**EXERCISE TEXT**:
----------
Comment by Pavlo Ivanchenko on 22Feb2018:
It would be wonderful to have these programs translated into both Ukrainian and English and have it subtitled. Some of the links deal with personal accounts of prominent individual soldiers and officers of AK who did not capitulate but chose to maintain the underground and fight on. Many investigations and research has gone into revealing the extent to which the collapse of the AK and the national Polish underground in the last year of WW II and post war period served to entrench communism in Poland and neutralized and or marginalized any open active resistance. It is a disgrace to the memory of the AK soldiers who sacrificed their lives against Nazi tyranny only to be rewarded by the communist government with imprisonment, torture, execution and be insulted in the communist press as bandits and nazi collaborators. These videos are useful material to counter the myth that the Soviet Red Army liberated Eastern Europe from Nazi tyranny DEJA-VU!!!

[W.Z.: I must confess that I do not have a good knowledge of the history of Poland.
- [Nor that of Romania, (Moldova), Hungary, Slovakia, Belarus, and Russia, which also abut the territory of Ukraine.]
Much of Polish history appears to be rooted in the Polish-Lithuanian Commonwealth (Empire), which was supplanted (in 1795) by the Austro-Hungarian (Hapsburg) Empire, which collapsed after WWI (1918) leading to the establishment of a number of independent states including Poland.
----------
**TASK BRIEF**: In the comment text, which two languages does the commenter want the programs translated into?

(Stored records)
----------
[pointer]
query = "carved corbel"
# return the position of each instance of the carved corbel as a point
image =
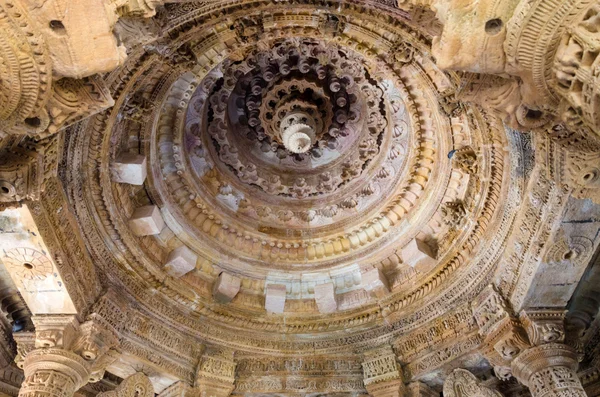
(462, 383)
(544, 325)
(382, 373)
(465, 159)
(137, 385)
(57, 331)
(504, 338)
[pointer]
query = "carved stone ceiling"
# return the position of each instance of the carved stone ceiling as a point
(393, 175)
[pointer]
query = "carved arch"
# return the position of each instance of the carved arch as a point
(137, 385)
(462, 383)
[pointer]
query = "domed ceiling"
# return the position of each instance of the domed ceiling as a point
(314, 147)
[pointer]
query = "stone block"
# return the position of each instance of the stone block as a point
(275, 295)
(325, 298)
(418, 254)
(129, 168)
(374, 279)
(146, 221)
(180, 261)
(226, 287)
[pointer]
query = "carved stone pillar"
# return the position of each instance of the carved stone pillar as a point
(53, 372)
(64, 355)
(530, 347)
(504, 337)
(549, 368)
(382, 374)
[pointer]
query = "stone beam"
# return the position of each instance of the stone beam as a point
(325, 298)
(146, 221)
(226, 287)
(25, 255)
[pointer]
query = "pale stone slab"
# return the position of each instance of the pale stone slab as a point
(226, 287)
(180, 261)
(129, 168)
(374, 279)
(325, 298)
(275, 298)
(418, 253)
(146, 221)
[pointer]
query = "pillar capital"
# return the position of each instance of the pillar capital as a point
(548, 370)
(504, 336)
(63, 354)
(53, 372)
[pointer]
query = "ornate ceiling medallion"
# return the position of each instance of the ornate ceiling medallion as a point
(286, 148)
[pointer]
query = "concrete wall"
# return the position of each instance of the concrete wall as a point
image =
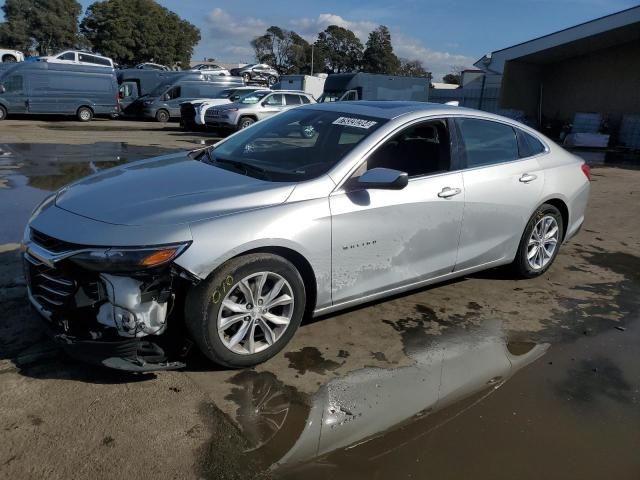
(607, 81)
(521, 88)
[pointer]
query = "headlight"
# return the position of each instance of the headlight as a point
(128, 259)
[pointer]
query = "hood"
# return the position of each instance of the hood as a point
(168, 190)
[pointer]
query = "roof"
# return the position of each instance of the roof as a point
(445, 86)
(387, 109)
(600, 33)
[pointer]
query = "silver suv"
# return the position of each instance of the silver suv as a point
(253, 107)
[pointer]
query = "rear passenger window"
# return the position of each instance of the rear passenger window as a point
(292, 99)
(529, 145)
(487, 142)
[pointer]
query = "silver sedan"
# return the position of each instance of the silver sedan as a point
(310, 211)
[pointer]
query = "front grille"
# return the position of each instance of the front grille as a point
(49, 286)
(52, 244)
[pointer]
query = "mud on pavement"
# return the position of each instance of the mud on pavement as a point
(485, 376)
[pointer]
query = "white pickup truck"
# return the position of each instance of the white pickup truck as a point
(11, 56)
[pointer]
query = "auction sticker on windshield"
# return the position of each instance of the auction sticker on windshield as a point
(354, 122)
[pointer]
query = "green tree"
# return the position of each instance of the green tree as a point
(412, 68)
(135, 31)
(42, 26)
(339, 50)
(285, 50)
(378, 56)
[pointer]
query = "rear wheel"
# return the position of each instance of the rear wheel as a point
(540, 242)
(247, 310)
(245, 122)
(84, 114)
(162, 116)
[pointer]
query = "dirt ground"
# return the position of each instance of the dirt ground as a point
(62, 419)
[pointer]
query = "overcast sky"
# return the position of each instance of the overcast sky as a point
(439, 33)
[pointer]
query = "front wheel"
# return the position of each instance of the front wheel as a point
(162, 116)
(540, 242)
(85, 114)
(247, 310)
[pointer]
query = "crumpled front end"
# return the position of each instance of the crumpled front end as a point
(113, 319)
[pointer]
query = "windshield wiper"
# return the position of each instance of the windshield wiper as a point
(247, 168)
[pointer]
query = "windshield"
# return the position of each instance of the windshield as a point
(254, 97)
(330, 97)
(298, 144)
(159, 90)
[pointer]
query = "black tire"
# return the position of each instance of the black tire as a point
(84, 114)
(521, 266)
(204, 301)
(245, 122)
(162, 116)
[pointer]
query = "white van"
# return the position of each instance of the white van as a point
(79, 58)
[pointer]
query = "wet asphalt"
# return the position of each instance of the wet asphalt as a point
(485, 377)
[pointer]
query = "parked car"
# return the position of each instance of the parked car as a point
----------
**ANSWER SPACE**: Ukrainian and English.